Location labeling records
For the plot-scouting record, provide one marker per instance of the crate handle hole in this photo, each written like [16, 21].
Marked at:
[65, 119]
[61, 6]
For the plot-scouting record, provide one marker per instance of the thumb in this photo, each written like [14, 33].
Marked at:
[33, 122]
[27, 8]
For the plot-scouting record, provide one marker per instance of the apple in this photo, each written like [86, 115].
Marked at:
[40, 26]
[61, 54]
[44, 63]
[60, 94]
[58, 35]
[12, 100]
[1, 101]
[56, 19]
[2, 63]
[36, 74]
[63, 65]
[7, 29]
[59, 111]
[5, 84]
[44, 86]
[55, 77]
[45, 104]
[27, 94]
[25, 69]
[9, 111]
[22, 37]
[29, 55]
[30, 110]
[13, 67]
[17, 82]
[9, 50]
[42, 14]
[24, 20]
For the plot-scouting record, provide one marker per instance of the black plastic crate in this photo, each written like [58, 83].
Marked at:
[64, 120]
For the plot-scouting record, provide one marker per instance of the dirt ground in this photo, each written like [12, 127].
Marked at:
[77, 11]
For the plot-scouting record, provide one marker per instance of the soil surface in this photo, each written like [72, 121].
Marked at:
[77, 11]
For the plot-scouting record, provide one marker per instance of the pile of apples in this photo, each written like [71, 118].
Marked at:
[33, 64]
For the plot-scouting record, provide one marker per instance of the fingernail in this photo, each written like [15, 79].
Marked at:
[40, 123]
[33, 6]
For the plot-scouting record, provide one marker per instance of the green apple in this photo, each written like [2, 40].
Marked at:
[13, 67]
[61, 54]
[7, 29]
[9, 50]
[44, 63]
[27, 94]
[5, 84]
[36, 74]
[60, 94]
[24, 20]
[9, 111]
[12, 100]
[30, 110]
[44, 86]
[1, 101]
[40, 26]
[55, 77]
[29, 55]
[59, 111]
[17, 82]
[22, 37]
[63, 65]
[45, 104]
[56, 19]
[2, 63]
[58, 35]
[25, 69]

__Aim__.
Render every line of the items above as a Markdown table with two columns, Row and Line, numbering the rows in order and omitting blank lines.

__Correct response__.
| Row | Line |
|---|---|
| 1 | For the plot-scouting record, provide one marker per instance of the crate handle hole in this photo, each written like [16, 21]. |
| 2 | Marked at: |
| 3 | [65, 119] |
| 4 | [61, 6] |
| 5 | For the plot-scouting record, provide one marker per instance of the thumb in this photo, each written like [14, 33]. |
| 6 | Marked at: |
| 7 | [33, 122] |
| 8 | [27, 8] |
| 9 | For the plot-scouting record, provide one marker per instance of the apple in this photo, each written like [86, 115]. |
| 10 | Marked at: |
| 11 | [40, 26] |
| 12 | [61, 54] |
| 13 | [44, 63] |
| 14 | [60, 94] |
| 15 | [58, 35] |
| 16 | [12, 100] |
| 17 | [1, 101] |
| 18 | [56, 19] |
| 19 | [2, 63] |
| 20 | [36, 74] |
| 21 | [63, 65] |
| 22 | [7, 29] |
| 23 | [59, 111] |
| 24 | [5, 84] |
| 25 | [44, 86] |
| 26 | [55, 77] |
| 27 | [45, 104] |
| 28 | [27, 94] |
| 29 | [25, 69] |
| 30 | [9, 111] |
| 31 | [22, 37] |
| 32 | [29, 55] |
| 33 | [30, 110] |
| 34 | [13, 67] |
| 35 | [17, 82] |
| 36 | [9, 50] |
| 37 | [42, 14] |
| 38 | [24, 20] |
| 39 | For the plot-scouting record, provide one marker per instance of the black plastic crate in this photo, each written like [58, 83]. |
| 40 | Marked at: |
| 41 | [64, 120] |
| 42 | For the plot-scouting record, provide one marker per instance of the dirt ground in this photo, each written like [12, 127]. |
| 43 | Marked at: |
| 44 | [77, 11] |
| 45 | For the plot-scouting record, provide one marker per instance of the soil surface in this photo, each written like [72, 121]. |
| 46 | Marked at: |
| 47 | [77, 11] |
| 48 | For the plot-scouting record, provide one marker per instance of the pile of apples in this photo, each written like [71, 118]. |
| 49 | Marked at: |
| 50 | [33, 64] |
| 51 | For the plot-scouting record, provide one marker per instance of the fingernail in this photo, each written like [15, 79]. |
| 52 | Marked at: |
| 53 | [40, 123] |
| 54 | [33, 6] |
| 55 | For the plot-scouting record, provide one marker per instance of the green apple in this photo, each written like [2, 40]. |
| 56 | Marked at: |
| 57 | [13, 67] |
| 58 | [61, 54] |
| 59 | [7, 29] |
| 60 | [9, 50] |
| 61 | [44, 63] |
| 62 | [27, 94] |
| 63 | [5, 84] |
| 64 | [36, 74] |
| 65 | [60, 94] |
| 66 | [24, 20] |
| 67 | [9, 111] |
| 68 | [12, 100] |
| 69 | [30, 110] |
| 70 | [44, 86] |
| 71 | [1, 101] |
| 72 | [40, 26] |
| 73 | [55, 77] |
| 74 | [29, 55] |
| 75 | [59, 111] |
| 76 | [17, 82] |
| 77 | [22, 37] |
| 78 | [63, 65] |
| 79 | [45, 104] |
| 80 | [56, 19] |
| 81 | [2, 63] |
| 82 | [58, 35] |
| 83 | [25, 69] |